## EXERCISE OBJECTIVE
Pick out every line in the records below that contains the string "gloved" and copy each such line in full. Case counts, so a match must use the same capital and small letters.

[begin RECORDS PROVIDED]

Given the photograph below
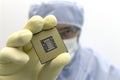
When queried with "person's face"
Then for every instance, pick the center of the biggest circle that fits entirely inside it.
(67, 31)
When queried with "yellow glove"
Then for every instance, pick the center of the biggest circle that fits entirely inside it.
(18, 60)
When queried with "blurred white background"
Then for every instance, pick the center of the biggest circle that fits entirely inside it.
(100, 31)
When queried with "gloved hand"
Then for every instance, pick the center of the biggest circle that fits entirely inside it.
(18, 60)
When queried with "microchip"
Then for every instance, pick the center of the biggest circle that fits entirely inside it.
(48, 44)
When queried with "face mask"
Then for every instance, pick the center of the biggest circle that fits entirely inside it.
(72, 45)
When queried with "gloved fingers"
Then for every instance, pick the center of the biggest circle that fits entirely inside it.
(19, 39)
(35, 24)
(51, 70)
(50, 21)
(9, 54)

[end RECORDS PROVIDED]
[begin RECORDS PROVIDED]

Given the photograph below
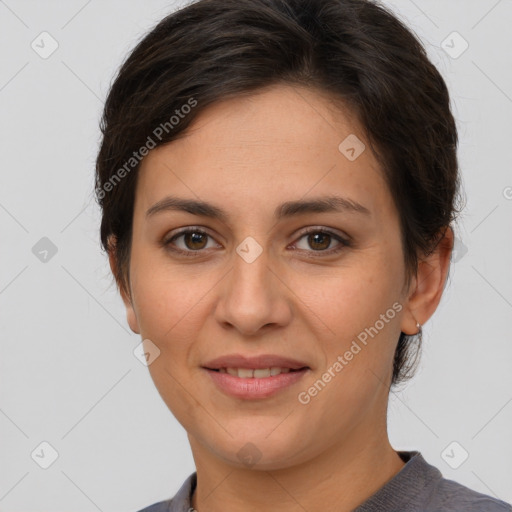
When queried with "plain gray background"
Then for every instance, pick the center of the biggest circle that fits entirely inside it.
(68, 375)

[end RECORDS PROVIDED]
[begin RECORDS PROVIDED]

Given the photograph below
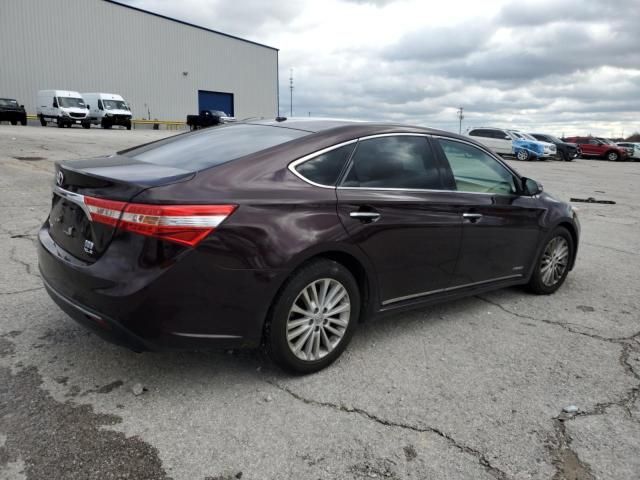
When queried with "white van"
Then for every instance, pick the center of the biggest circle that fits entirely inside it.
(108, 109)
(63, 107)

[end RECORDS PROVIDED]

## THE OUTPUT
When queried with "gloved hand"
When queried with "gloved fingers"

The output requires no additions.